**Задание 1:** Перепечатайте дословно отрывок из текста о живописи XVI века. Начните с места, где стоят слова «178. Поллайоло. Благоразумие. Флоренция.», и остановитесь после слов «и под материей.».
**Задание 2:** Продолжите текст о живописи XVI века с того места, на котором он обрывается.

**Текст для чтения:**

Картины прочищаются. На первый план должны выдвинуться крупные ведущие линии. Старый способ детального рассмотрения, ощупывания частностей, перехода в картине от одной части к другой больше не работает, композиция должна действовать как целое и быть ясной уже для взгляда издалека. Картины XVI в. обладают большей обозримостью. Восприятие их чрезвычайно облегчается. То, что существенно, сразу же выступает на первый план: имеется вполне определенная иерархия того, что стоит выше и что — ниже, и глаз направляют по предписанным для него маршрутам. Вместо многих примеров достаточно будет указать на композицию «Изгнания Гелиодора». Подумать только — сколько всяческих достойных рассмотрения частностей, в равной степени навязывающих себя глазу, предложил бы зрителю на такой поверхности художник-кватрочентист!

178. Поллайоло. Благоразумие. Флоренция. Уффици

Стиль целого — это также и стиль частных моментов. Драпировка XVI в. отличается от кватрочентистской именно тем, что в ней присутствуют крупные сквозные линии, четкие контрасты упрощенных и богатых частей, и что, вообще говоря, тело, которое в конце концов остается самым существенным, вполне проявляется и под материей.

**Данные:**
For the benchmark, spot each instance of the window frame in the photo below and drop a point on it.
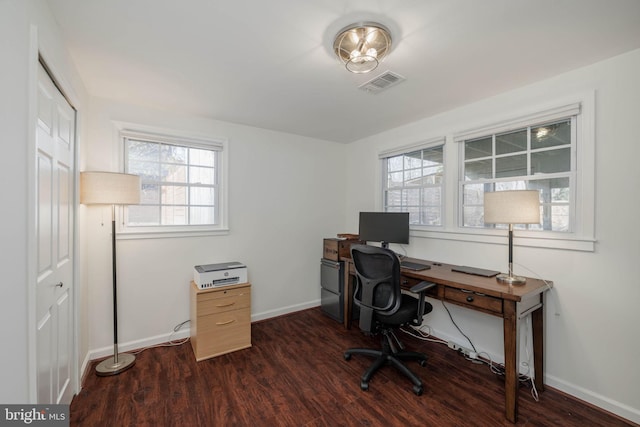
(431, 143)
(178, 138)
(582, 237)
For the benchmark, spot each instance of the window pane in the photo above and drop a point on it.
(174, 173)
(479, 169)
(473, 216)
(173, 154)
(413, 160)
(512, 142)
(174, 195)
(478, 148)
(473, 194)
(511, 166)
(174, 215)
(144, 215)
(411, 197)
(551, 161)
(140, 150)
(199, 175)
(202, 196)
(551, 135)
(148, 171)
(201, 216)
(149, 194)
(432, 196)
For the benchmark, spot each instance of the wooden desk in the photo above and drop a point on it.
(487, 295)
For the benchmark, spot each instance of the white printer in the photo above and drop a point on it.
(223, 274)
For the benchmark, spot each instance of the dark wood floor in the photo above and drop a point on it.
(295, 375)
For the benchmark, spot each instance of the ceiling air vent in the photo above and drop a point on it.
(382, 82)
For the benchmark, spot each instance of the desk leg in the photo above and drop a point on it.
(347, 296)
(511, 360)
(538, 347)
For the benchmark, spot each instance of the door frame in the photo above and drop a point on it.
(42, 53)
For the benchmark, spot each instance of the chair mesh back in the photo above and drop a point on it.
(378, 283)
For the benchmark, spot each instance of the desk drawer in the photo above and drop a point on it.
(221, 301)
(473, 299)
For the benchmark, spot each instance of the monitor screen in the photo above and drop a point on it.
(384, 227)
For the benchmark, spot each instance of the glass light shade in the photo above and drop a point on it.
(512, 207)
(109, 188)
(362, 46)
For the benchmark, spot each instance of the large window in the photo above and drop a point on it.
(414, 183)
(181, 182)
(538, 156)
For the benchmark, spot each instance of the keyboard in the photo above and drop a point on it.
(414, 266)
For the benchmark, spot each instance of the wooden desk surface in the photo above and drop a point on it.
(443, 275)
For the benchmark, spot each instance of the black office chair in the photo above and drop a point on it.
(383, 308)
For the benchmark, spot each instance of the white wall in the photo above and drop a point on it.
(591, 316)
(26, 29)
(285, 195)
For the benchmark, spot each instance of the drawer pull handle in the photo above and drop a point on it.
(226, 305)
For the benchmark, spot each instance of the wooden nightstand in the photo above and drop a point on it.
(220, 320)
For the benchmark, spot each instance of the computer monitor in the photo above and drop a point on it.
(384, 227)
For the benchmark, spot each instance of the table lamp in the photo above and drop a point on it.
(107, 188)
(512, 207)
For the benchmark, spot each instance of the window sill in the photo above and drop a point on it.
(520, 238)
(177, 232)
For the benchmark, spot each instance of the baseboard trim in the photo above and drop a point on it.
(597, 400)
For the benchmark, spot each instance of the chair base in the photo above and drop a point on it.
(389, 355)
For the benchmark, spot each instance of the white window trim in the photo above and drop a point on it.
(172, 136)
(582, 238)
(410, 148)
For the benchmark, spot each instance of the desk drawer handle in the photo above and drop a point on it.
(226, 305)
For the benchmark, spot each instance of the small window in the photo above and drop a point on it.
(181, 182)
(414, 182)
(535, 157)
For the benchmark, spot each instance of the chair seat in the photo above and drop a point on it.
(405, 314)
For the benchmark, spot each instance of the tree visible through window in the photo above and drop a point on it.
(537, 157)
(414, 184)
(180, 182)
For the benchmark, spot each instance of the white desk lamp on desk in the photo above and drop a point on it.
(512, 207)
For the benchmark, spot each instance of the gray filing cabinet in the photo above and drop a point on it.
(332, 288)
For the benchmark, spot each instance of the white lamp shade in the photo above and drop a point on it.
(109, 188)
(512, 207)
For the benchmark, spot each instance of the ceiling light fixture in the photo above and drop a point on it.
(362, 46)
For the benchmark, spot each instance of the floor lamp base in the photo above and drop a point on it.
(511, 280)
(111, 367)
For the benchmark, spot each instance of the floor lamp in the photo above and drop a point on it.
(512, 207)
(107, 188)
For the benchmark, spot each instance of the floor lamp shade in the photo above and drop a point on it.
(512, 207)
(108, 188)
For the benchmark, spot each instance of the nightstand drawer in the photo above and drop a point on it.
(474, 299)
(221, 301)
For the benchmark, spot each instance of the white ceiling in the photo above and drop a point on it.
(268, 63)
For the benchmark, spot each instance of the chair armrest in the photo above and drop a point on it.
(422, 287)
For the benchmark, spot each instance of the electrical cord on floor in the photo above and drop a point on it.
(170, 342)
(419, 333)
(457, 327)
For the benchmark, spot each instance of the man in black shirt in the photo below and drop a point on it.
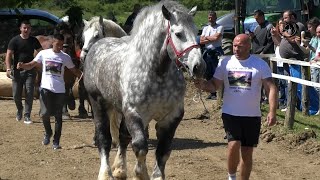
(262, 42)
(22, 47)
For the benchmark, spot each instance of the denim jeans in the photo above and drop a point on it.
(23, 78)
(51, 104)
(315, 76)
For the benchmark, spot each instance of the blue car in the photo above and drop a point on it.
(42, 22)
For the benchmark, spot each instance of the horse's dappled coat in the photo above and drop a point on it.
(136, 79)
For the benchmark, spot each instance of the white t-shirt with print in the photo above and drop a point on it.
(242, 84)
(211, 30)
(53, 69)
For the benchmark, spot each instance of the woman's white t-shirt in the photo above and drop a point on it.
(53, 69)
(242, 84)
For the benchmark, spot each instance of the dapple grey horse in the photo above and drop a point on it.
(96, 29)
(135, 79)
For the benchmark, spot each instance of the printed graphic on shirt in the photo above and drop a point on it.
(240, 79)
(53, 68)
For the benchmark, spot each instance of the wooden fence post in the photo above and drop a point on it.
(305, 93)
(291, 104)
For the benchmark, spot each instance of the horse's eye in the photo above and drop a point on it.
(179, 35)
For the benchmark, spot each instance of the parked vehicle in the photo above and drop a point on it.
(42, 22)
(235, 24)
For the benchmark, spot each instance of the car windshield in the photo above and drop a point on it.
(272, 6)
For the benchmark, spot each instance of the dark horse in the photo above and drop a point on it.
(134, 79)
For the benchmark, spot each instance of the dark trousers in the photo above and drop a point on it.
(211, 59)
(26, 79)
(283, 84)
(51, 104)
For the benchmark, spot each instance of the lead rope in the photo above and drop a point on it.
(198, 94)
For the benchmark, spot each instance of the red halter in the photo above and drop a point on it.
(178, 53)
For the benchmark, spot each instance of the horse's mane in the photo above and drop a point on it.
(109, 26)
(172, 6)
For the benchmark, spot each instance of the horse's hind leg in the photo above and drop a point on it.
(102, 135)
(139, 143)
(119, 166)
(166, 129)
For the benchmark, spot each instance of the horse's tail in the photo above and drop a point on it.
(115, 120)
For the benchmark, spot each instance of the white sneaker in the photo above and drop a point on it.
(284, 110)
(27, 120)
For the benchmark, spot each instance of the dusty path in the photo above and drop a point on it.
(199, 151)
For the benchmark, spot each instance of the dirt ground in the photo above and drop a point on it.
(199, 150)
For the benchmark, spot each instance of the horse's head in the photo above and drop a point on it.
(181, 41)
(92, 32)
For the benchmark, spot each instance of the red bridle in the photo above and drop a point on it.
(178, 53)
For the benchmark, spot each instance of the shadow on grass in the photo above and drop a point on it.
(182, 144)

**Ответ 1:**
178. Поллайоло. Благоразумие. Флоренция. Уффици

Стиль целого — это также и стиль частных моментов. Драпировка XVI в. отличается от кватрочентистской именно тем, что в ней присутствуют крупные сквозные линии, четкие контрасты упрощенных и богатых частей, и что, вообще говоря, тело, которое в конце концов остается самым существенным, вполне проявляется и под материей.

**Ответ 2:**
В кватрочентистских складках в полный голос заявляет о себе изрядная доля его фантазии по части формы. Люди, лишенные зрительского дара, равнодушно прошагают мимо этих картин и вообще пребудут в убеждении, что это — некий второстепенный момент, возникающий сам от себя. Однако стоит только раз попробовать скопировать такую драпировку, как уже очень скоро ощутишь уважение к ней, воспримешь в этих деформациях неодушевленной материи стиль, т. е. выражение определенной воли, так что впредь будешь испытывать удовольствие от всего этого струения, шуршания и бормотания. У каждого здесь собственный стиль. Наибольшей беглостью отличается Боттичелли, с привычной энергией раскалывающий ткань простыми крупно деталированными бороздами, в то время как Филиппино, Гирландайо и оба Поллайоло любовно и увлеченно строят свои богатые формами переплетения складок, примером чего может служить воспроизведенная здесь репродукция сидящей фигуры «Благоразумия» (рис. 178) с наброшенным на колени плащом[169].

Щедрой рукой рассыпает XV столетие свои богатства по всему телу. Если тут нет складок, будет шлица, пройма, буф или узор на ткани, — словом, нечто, привлекающие к себе внимание. Кажется немыслимым, чтобы хотя бы на один момент глаз оказался где-нибудь незанятым.

В каком направлении воздействуют на драпировку интересы XVI столетия, мы уже указывали. Достаточно увидеть женщин с Леонардовой «Мадонны со св. Анной», «Святого семейства» [«Мадонна Дони»] Микеланджело или «Мадонны Альба» Рафаэля (рис. 17, 24, 59), чтобы понять, что имел в виду новый стиль. Самое главное: одежда не должна заслонять собой скульптурный мотив[170]. Складки ставятся на службу телу, они не должны навязывать себя взгляду как нечто самостоятельное, и даже у Андреа дель Сарто, который с охотой предоставляет шуршащим тканям искриться в живописных рефракциях, нигде невозможно отделить тканевый элемент от движения фигуры, в то время как в XV в. он так часто предъявляет претензии на самостоятельный интерес.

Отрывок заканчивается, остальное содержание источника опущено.